**ACTIVITY**
Taking the records line by line, how many lines contain the word "blue"? Answer with the number only.

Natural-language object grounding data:

=== Begin Enclosure ===

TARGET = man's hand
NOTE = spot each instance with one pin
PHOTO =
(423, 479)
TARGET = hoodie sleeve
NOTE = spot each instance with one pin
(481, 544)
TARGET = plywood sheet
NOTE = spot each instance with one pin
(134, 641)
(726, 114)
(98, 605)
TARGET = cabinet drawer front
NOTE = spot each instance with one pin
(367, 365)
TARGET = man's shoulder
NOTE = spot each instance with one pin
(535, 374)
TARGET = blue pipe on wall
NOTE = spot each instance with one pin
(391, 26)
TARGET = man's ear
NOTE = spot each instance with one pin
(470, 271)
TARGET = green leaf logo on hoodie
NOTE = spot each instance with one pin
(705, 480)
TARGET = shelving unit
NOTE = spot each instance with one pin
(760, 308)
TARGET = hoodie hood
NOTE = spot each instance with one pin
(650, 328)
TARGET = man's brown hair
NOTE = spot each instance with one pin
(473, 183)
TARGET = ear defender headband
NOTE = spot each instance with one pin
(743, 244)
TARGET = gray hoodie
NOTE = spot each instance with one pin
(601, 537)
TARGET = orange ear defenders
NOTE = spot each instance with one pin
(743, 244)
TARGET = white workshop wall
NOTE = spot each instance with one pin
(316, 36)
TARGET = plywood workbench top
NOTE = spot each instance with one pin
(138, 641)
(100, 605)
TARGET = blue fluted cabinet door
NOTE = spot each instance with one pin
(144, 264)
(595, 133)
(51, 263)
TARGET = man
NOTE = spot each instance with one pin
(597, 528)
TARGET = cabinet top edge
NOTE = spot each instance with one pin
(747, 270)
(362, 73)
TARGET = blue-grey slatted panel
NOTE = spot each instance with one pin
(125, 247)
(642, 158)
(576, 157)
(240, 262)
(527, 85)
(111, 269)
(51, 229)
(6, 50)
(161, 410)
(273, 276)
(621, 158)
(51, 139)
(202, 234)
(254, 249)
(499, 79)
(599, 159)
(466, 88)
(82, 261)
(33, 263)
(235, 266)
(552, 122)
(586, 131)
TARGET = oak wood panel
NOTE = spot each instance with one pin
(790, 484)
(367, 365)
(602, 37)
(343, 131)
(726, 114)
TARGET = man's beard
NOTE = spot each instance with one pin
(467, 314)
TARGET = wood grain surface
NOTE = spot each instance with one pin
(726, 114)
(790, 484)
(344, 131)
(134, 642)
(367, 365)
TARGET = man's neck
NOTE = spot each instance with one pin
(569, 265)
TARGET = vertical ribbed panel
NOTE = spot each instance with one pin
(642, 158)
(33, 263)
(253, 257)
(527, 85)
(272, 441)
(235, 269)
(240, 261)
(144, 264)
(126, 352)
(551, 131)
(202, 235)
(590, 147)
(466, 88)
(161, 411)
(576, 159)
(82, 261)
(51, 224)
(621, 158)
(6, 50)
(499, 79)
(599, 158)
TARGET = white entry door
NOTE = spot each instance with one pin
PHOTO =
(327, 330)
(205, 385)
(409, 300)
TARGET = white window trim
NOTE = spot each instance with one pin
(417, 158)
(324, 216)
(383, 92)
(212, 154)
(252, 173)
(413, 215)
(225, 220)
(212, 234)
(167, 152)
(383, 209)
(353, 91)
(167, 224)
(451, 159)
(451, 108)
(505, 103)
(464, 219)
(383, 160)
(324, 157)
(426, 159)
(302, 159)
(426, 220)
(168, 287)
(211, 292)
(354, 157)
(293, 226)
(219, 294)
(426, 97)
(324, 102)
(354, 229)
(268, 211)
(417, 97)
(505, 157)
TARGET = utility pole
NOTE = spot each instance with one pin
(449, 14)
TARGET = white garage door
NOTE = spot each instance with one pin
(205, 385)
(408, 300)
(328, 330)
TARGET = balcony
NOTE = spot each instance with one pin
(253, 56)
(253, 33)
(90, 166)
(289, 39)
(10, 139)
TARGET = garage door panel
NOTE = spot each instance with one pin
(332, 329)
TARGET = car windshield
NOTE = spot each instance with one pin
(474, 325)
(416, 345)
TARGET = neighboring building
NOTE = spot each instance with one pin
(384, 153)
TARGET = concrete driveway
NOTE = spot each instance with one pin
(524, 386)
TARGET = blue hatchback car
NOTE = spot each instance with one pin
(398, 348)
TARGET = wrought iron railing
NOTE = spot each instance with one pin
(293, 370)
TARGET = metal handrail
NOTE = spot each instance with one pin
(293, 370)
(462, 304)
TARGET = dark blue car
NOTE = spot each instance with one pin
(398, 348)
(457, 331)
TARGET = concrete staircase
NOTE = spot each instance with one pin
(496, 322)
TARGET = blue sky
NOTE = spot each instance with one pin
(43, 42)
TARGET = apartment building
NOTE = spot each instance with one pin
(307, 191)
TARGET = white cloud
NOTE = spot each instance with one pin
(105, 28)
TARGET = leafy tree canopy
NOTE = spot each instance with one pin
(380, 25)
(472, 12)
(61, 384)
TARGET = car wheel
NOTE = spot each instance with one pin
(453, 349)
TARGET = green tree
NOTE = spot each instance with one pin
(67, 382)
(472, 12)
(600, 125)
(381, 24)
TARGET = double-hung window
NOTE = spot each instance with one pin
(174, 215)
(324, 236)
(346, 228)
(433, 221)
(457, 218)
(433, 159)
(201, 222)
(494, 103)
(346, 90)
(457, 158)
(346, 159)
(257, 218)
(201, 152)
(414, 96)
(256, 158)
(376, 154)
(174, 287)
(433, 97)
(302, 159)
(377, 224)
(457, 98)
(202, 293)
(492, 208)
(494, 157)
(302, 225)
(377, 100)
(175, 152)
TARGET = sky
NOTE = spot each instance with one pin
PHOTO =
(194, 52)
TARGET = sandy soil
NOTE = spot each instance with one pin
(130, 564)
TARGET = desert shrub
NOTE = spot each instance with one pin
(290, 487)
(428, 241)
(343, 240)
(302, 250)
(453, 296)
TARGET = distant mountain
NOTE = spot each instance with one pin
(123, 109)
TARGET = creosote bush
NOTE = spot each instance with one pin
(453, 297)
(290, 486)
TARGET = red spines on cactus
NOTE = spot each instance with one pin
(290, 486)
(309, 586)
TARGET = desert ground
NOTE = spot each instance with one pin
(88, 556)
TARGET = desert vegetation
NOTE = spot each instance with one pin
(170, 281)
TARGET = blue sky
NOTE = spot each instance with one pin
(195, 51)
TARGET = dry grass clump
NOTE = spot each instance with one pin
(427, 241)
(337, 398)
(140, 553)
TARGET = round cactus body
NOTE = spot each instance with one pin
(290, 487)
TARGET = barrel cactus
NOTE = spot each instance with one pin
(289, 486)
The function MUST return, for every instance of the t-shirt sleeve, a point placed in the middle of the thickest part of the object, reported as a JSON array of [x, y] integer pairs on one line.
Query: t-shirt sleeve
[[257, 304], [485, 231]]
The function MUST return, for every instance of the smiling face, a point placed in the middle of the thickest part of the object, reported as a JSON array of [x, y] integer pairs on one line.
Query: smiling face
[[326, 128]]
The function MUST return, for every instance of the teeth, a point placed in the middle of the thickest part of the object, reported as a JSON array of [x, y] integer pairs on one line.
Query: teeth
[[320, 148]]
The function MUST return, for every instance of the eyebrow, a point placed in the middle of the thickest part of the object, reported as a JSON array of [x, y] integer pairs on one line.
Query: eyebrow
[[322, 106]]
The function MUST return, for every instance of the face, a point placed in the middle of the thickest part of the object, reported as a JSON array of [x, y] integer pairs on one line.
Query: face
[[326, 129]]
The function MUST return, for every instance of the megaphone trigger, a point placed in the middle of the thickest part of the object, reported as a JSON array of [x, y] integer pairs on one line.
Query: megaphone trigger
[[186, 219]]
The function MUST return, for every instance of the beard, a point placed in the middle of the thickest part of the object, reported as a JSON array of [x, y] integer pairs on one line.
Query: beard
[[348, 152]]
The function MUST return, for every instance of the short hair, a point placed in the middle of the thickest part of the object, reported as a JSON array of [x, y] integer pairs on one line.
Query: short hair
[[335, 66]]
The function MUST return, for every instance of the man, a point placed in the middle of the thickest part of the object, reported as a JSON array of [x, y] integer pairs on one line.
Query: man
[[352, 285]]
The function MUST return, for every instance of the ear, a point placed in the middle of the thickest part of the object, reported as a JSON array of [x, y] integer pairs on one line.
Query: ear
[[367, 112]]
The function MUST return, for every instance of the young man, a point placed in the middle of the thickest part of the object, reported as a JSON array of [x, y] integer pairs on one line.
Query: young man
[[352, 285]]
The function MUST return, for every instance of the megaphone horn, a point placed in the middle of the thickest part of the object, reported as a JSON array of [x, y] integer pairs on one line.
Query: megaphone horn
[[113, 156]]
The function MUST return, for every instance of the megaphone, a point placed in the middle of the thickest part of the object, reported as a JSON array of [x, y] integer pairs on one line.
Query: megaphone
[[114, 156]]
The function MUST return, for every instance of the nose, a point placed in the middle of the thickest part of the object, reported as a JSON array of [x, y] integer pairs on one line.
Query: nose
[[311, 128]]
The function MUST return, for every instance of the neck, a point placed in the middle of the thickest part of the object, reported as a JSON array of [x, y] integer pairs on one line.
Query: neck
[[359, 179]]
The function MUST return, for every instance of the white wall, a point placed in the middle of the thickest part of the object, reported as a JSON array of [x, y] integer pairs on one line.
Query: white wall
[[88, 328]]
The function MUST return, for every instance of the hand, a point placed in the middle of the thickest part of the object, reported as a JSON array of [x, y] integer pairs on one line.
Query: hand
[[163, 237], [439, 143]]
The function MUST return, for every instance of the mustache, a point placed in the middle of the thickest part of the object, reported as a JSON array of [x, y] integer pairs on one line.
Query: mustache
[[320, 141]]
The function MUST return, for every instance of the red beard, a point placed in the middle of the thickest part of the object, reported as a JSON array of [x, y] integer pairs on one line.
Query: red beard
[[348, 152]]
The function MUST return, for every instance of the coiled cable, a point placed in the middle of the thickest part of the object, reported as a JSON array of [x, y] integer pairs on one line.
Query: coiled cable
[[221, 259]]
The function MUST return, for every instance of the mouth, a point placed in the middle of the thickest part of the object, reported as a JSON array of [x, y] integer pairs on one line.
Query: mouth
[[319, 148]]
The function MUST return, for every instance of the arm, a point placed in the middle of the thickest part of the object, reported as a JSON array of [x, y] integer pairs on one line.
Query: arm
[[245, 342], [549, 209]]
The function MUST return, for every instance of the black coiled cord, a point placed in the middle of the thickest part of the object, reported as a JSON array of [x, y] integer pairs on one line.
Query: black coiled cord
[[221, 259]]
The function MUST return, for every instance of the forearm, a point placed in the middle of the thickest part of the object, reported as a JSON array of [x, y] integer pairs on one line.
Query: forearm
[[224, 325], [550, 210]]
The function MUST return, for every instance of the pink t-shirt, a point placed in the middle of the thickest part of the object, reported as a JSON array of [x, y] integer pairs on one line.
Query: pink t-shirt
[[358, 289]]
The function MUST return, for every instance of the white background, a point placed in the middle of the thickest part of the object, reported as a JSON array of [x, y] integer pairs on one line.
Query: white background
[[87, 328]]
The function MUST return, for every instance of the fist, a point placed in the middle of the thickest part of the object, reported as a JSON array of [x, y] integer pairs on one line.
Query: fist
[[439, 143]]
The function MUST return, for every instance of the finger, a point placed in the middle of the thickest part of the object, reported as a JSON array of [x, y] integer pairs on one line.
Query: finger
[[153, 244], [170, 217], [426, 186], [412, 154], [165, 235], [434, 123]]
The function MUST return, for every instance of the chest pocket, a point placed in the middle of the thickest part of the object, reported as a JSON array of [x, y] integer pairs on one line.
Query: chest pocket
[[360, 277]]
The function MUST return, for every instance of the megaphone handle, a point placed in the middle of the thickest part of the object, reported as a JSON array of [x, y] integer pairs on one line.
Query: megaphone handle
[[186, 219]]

=== End Enclosure ===

**ANSWER BELOW**
7